- PASSAGE TO READ
--- begin ---
Skip to content

Retrieving Data

Note on Entities

It's highly recommended that you read through Understanding Merlin's Database Entities before diving into this page.

Note on Examples in this Page

See Setting Up Test Data to understand how the examples in this command were created.

The merlin database get subcommand allows users to query the database for specific information. This subcommand includes several options for retrieving data:

  • all-studies: Retrieves information about all studies in the database.
  • study: Retrieves information about specific studies in the database.
  • all-runs: Retrieves information about all runs in the database.
  • run: Retrieves information about specific runs in the database.
  • all-logical-workers: Retrieves information about all logical workers in the database.
  • logical-worker: Retrieves information about specific logical workers in the database.
  • all-physical-workers: Retrieves information about all physical workers in the database.
--- end ---
- GIVEN PROBLEM A
In the page on retrieving data, which option of the merlin database get subcommand retrieves information about all logical workers?

- INPUT DATA
--- begin ---
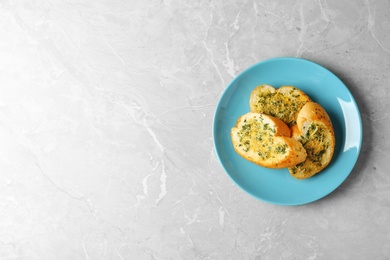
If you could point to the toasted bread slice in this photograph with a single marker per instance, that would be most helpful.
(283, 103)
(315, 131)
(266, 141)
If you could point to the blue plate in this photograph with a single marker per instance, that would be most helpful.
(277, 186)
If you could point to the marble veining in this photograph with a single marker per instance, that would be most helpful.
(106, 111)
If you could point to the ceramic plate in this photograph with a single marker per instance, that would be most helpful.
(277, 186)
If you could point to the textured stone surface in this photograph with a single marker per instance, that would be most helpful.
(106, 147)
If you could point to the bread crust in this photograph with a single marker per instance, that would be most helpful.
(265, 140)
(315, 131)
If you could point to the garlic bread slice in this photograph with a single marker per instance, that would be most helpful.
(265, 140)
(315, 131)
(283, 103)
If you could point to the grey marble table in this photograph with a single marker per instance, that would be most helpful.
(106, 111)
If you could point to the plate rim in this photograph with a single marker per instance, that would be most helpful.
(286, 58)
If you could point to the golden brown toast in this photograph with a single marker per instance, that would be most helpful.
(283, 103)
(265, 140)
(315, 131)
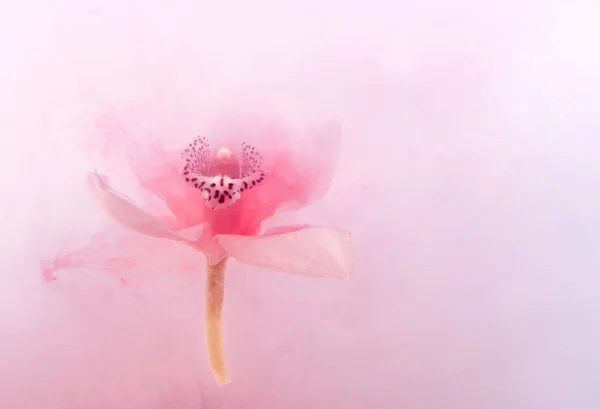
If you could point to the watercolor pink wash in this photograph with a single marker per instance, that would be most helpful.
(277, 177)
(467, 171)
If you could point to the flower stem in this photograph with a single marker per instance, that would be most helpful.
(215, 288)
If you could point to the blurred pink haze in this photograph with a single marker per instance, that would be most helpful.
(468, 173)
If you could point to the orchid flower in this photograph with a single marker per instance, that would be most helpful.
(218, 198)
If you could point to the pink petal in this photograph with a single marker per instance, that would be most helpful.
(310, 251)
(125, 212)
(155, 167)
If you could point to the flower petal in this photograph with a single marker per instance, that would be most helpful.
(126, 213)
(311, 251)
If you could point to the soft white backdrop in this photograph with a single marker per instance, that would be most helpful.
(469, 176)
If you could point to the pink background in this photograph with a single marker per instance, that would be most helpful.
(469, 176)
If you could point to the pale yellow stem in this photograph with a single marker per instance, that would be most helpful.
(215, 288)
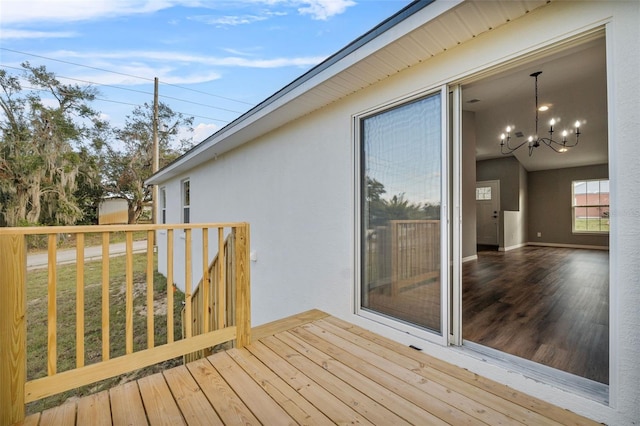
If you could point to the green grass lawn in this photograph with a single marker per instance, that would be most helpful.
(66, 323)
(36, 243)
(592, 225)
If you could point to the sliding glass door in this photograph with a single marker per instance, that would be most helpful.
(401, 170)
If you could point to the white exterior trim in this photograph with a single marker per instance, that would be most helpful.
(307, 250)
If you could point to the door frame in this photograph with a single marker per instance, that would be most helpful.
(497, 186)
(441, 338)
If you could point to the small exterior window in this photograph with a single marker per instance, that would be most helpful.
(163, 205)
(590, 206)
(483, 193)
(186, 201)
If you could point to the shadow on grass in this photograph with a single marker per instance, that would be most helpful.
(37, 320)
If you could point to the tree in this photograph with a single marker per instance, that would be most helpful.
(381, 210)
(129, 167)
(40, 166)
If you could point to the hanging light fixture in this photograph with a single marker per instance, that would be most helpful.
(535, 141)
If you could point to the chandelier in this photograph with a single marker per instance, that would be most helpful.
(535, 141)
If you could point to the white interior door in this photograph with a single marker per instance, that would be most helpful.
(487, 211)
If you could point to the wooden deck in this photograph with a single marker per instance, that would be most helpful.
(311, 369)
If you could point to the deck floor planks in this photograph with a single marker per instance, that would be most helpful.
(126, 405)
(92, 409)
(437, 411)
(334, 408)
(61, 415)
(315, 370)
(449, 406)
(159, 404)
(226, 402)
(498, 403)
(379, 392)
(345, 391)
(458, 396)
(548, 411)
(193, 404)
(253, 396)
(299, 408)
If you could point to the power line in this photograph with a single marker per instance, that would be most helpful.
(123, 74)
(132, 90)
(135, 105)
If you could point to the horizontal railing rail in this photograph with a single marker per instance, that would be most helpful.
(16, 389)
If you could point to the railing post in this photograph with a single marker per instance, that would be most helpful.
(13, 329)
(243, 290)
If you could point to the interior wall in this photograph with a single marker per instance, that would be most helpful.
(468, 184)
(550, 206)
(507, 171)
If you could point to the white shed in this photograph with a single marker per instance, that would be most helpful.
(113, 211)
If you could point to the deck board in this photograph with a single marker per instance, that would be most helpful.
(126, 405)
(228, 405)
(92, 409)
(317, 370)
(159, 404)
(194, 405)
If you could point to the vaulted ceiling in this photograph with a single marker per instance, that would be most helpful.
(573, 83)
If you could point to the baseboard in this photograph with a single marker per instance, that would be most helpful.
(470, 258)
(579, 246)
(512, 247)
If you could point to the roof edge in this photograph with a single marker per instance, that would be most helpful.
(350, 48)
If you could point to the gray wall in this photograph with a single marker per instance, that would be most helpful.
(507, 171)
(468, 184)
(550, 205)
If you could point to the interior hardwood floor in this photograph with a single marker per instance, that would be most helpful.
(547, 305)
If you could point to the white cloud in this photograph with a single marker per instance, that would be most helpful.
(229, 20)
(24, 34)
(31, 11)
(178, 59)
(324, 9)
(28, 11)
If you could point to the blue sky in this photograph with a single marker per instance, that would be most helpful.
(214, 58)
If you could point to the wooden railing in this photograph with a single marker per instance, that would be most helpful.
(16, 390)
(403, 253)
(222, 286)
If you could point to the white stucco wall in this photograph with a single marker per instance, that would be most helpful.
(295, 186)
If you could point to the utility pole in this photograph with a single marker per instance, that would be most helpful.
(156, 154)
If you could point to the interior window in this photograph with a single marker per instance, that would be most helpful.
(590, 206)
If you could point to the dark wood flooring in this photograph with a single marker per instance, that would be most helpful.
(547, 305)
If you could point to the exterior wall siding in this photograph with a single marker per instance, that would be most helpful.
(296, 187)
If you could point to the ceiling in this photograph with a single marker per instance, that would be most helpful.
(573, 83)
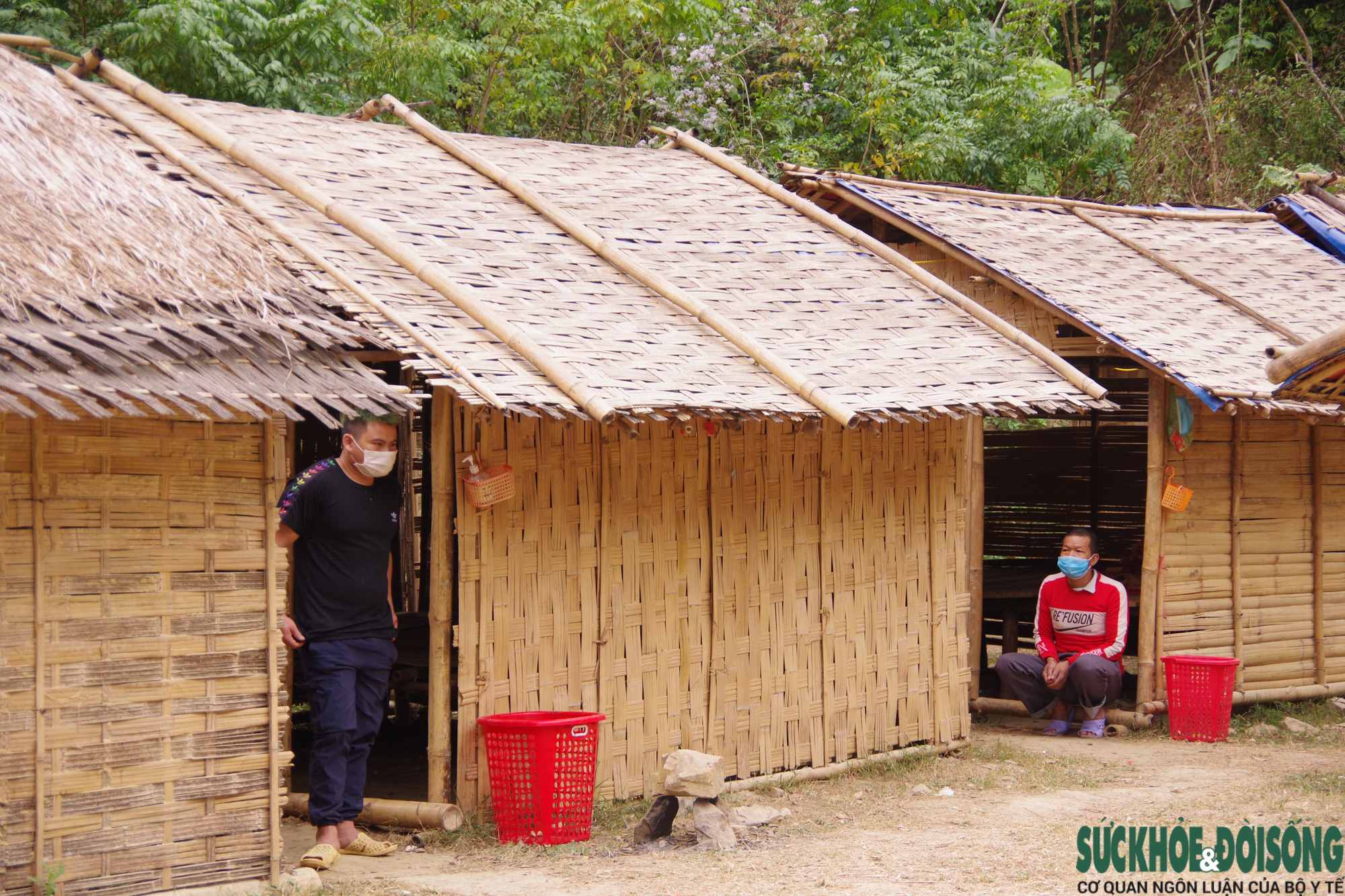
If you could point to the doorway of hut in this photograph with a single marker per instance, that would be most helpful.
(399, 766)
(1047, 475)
--- end ---
--- begin ---
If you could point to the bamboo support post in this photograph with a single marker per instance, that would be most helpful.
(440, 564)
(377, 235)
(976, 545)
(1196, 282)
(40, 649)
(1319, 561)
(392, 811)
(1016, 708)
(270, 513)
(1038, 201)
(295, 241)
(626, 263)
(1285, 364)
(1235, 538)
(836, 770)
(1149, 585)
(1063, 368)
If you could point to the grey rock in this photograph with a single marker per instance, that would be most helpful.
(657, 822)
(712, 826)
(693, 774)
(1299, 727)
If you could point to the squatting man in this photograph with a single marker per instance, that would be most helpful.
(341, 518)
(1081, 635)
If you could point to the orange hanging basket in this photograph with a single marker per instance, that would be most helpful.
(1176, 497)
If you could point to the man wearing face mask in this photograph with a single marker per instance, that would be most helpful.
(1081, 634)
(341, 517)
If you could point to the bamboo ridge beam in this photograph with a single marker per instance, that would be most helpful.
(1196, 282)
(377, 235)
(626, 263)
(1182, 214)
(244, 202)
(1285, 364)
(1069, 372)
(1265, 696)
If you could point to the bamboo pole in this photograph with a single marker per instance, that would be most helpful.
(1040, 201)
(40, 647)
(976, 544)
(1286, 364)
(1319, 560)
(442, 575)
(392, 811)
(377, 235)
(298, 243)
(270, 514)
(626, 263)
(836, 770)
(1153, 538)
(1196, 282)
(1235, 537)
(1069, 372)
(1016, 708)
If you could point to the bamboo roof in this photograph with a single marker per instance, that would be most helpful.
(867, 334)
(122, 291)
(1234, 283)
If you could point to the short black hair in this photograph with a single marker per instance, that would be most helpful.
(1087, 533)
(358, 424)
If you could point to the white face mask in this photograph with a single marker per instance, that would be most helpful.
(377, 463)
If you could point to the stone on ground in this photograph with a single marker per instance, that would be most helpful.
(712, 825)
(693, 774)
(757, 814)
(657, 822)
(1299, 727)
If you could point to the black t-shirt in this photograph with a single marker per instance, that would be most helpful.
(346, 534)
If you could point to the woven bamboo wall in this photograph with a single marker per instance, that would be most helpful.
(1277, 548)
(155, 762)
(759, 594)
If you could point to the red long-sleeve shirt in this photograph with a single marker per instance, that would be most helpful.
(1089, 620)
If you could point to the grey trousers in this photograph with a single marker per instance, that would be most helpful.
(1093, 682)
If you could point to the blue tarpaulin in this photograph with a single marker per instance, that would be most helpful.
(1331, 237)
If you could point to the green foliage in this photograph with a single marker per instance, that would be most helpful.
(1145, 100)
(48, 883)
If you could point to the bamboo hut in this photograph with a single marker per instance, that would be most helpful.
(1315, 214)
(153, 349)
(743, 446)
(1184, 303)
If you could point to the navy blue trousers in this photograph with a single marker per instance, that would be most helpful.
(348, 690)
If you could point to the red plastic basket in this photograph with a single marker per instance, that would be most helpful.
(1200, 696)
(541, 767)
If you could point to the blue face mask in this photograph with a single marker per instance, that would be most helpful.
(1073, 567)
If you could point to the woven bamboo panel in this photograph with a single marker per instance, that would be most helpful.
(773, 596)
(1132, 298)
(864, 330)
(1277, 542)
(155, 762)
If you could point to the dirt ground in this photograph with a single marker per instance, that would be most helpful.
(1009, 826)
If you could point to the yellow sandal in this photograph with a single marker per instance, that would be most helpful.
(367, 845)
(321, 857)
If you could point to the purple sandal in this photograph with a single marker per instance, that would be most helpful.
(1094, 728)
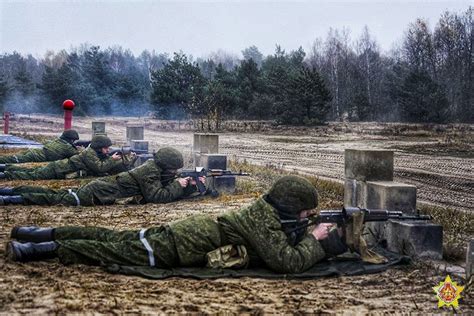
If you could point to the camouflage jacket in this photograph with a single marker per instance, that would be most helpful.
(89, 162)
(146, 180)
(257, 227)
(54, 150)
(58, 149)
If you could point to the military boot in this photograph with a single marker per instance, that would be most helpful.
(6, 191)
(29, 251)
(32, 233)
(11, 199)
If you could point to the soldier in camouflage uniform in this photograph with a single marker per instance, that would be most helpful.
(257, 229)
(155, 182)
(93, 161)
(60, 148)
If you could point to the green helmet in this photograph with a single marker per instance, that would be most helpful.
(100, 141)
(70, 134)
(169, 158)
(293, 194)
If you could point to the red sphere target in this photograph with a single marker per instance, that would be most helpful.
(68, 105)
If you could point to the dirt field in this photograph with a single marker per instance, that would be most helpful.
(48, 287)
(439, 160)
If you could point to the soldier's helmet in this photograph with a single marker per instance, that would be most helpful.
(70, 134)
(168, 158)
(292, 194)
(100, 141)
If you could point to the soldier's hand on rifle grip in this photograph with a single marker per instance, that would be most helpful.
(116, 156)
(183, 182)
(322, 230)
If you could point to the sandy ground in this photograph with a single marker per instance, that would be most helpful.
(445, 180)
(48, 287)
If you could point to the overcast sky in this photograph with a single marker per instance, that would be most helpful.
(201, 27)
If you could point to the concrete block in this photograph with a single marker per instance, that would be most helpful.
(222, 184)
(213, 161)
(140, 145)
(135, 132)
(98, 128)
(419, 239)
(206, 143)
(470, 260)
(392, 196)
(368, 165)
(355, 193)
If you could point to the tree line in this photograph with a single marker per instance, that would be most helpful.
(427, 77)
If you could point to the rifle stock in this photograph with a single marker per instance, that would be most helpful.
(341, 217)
--- end ---
--- begin ---
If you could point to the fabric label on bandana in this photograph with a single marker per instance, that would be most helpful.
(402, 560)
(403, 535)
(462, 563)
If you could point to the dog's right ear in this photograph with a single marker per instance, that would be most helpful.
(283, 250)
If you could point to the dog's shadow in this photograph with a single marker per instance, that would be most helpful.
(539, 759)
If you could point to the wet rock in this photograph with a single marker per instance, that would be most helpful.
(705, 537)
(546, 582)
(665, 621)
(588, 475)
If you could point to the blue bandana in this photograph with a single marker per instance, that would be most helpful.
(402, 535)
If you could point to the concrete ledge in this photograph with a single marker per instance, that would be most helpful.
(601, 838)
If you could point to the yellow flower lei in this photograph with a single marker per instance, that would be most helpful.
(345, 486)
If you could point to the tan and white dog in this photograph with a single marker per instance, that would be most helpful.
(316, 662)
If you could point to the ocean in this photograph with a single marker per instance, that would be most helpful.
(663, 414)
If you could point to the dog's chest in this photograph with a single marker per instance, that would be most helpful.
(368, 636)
--- end ---
- GIVEN PROBLEM B
Identify each line of the records that contains the string "grey" and copy those lines out in full.

- FINAL ANSWER A
all-logical-workers

- FINAL ANSWER B
If you could point to the grey marble table in this photograph with a single marker per instance, that would be most helpful.
If you could point to the grey rock in this photograph with a single marker per instance, that would be most helpful.
If you could point to the grey trousers in this photograph with a single marker per instance, that would be most helpful.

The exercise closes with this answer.